* [EXERCISE DIRECTIONS]: Could you transcribe the records below exactly, leaving out every picture?

___

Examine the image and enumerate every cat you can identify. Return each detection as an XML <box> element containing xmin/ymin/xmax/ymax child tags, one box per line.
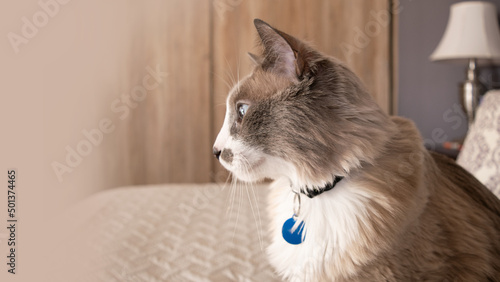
<box><xmin>213</xmin><ymin>19</ymin><xmax>500</xmax><ymax>281</ymax></box>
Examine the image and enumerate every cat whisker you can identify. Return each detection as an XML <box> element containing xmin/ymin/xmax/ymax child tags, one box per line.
<box><xmin>226</xmin><ymin>173</ymin><xmax>234</xmax><ymax>216</ymax></box>
<box><xmin>237</xmin><ymin>55</ymin><xmax>241</xmax><ymax>93</ymax></box>
<box><xmin>244</xmin><ymin>183</ymin><xmax>262</xmax><ymax>248</ymax></box>
<box><xmin>231</xmin><ymin>176</ymin><xmax>243</xmax><ymax>242</ymax></box>
<box><xmin>213</xmin><ymin>72</ymin><xmax>234</xmax><ymax>91</ymax></box>
<box><xmin>218</xmin><ymin>169</ymin><xmax>232</xmax><ymax>188</ymax></box>
<box><xmin>226</xmin><ymin>172</ymin><xmax>237</xmax><ymax>217</ymax></box>
<box><xmin>240</xmin><ymin>157</ymin><xmax>265</xmax><ymax>251</ymax></box>
<box><xmin>223</xmin><ymin>56</ymin><xmax>237</xmax><ymax>87</ymax></box>
<box><xmin>249</xmin><ymin>183</ymin><xmax>265</xmax><ymax>251</ymax></box>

___

* [TASK SOLUTION]:
Examine the image and enumerate every cat you can identify. Return each detection as an XML <box> element containing xmin/ymin/xmax/ymax child tags, one box per line.
<box><xmin>213</xmin><ymin>19</ymin><xmax>500</xmax><ymax>281</ymax></box>
Examine the image and enumerate every cat whisker you can identify. Return each detection as an XML <box> element containing xmin/ymin/xmax/ymax child tags, one box per line.
<box><xmin>226</xmin><ymin>173</ymin><xmax>234</xmax><ymax>216</ymax></box>
<box><xmin>237</xmin><ymin>55</ymin><xmax>241</xmax><ymax>93</ymax></box>
<box><xmin>244</xmin><ymin>183</ymin><xmax>262</xmax><ymax>248</ymax></box>
<box><xmin>231</xmin><ymin>176</ymin><xmax>243</xmax><ymax>242</ymax></box>
<box><xmin>213</xmin><ymin>72</ymin><xmax>234</xmax><ymax>91</ymax></box>
<box><xmin>218</xmin><ymin>169</ymin><xmax>232</xmax><ymax>188</ymax></box>
<box><xmin>226</xmin><ymin>172</ymin><xmax>237</xmax><ymax>217</ymax></box>
<box><xmin>240</xmin><ymin>157</ymin><xmax>265</xmax><ymax>251</ymax></box>
<box><xmin>223</xmin><ymin>56</ymin><xmax>237</xmax><ymax>87</ymax></box>
<box><xmin>249</xmin><ymin>183</ymin><xmax>265</xmax><ymax>251</ymax></box>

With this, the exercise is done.